* **Exercise description**
Looking at the listing below, retype exactly the lines starting at the one containing "Would you be willing to put a dot on the screened" and ending at the one containing "Would you be willing to put a dot on the roof", both included, and nothing else.

* **Provided data**
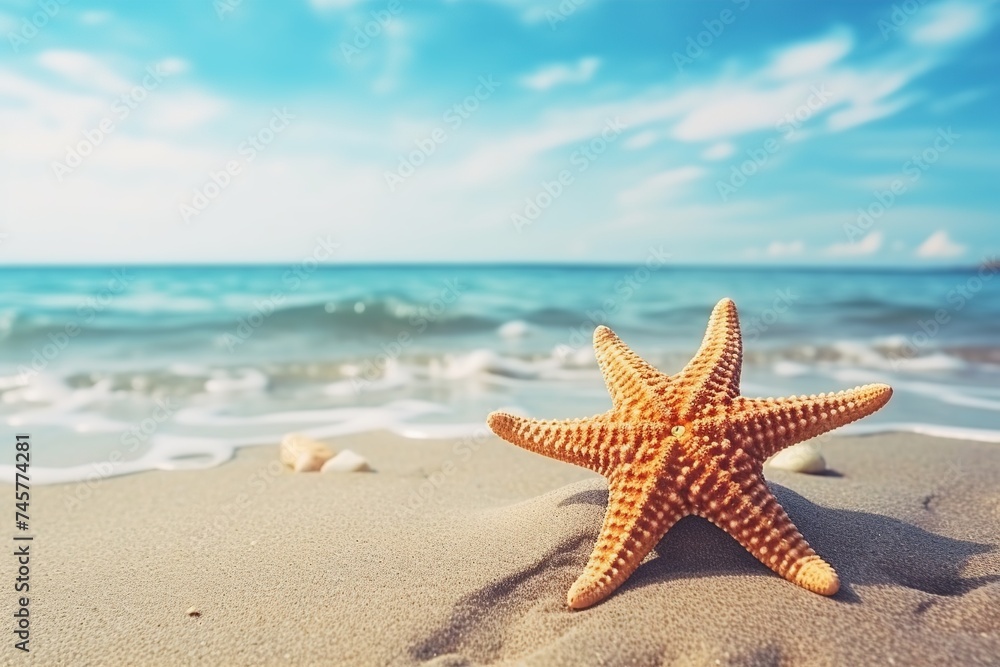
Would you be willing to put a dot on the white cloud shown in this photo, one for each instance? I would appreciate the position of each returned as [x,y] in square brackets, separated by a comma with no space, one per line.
---
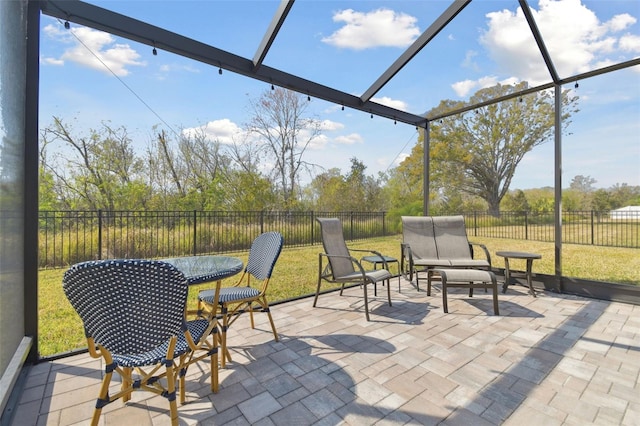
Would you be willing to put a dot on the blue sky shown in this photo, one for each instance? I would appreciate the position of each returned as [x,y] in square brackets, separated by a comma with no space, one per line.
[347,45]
--
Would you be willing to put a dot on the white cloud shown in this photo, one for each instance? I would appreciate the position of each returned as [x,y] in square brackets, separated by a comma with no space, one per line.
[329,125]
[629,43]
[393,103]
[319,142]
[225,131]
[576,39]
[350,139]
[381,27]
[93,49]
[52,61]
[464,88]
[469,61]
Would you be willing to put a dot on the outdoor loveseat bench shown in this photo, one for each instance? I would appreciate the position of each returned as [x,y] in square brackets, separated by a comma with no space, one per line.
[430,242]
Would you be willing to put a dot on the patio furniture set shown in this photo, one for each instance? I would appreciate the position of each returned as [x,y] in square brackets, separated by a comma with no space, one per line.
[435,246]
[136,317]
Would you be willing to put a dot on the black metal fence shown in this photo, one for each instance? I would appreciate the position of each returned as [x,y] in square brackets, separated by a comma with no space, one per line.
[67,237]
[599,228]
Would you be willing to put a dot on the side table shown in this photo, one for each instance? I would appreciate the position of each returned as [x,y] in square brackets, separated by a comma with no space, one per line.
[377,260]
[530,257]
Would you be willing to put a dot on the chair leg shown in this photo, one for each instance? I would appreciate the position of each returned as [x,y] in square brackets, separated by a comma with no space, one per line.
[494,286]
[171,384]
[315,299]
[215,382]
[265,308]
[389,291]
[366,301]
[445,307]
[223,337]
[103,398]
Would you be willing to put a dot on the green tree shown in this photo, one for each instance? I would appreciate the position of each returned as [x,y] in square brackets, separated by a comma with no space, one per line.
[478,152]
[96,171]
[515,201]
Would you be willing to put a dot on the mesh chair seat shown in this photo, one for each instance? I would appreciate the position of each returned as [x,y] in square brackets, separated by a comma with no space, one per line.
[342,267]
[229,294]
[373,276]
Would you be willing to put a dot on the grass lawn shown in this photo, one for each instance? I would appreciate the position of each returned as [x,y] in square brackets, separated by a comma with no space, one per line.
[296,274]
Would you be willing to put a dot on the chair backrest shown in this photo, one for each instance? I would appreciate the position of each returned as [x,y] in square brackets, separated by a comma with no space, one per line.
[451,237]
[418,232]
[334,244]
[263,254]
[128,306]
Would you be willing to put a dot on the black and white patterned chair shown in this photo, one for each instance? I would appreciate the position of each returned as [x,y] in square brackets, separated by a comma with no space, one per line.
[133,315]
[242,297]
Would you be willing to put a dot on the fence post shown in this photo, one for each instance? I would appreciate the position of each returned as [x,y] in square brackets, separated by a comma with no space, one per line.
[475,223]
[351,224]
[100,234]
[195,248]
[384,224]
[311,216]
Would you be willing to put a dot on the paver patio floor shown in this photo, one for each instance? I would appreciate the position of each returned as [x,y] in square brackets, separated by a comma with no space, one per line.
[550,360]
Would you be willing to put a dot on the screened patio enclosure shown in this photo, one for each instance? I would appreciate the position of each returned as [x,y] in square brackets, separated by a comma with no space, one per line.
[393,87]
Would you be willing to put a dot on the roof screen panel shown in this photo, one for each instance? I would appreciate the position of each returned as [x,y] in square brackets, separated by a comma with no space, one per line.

* **Response for this exercise**
Would you be willing to put a dot on the screened patio enclosure shown in this photo, one for each instance? I would appreciate the position of each returned as [x,y] in square brackets, separated by a comma with no space, one per line.
[393,87]
Would you be willing to put a dot on the roof screen panel shown in this photo, one for each instance? I would appreciate the position of each returned as [x,y] in square brackets, separated by a comma with no space, one per line.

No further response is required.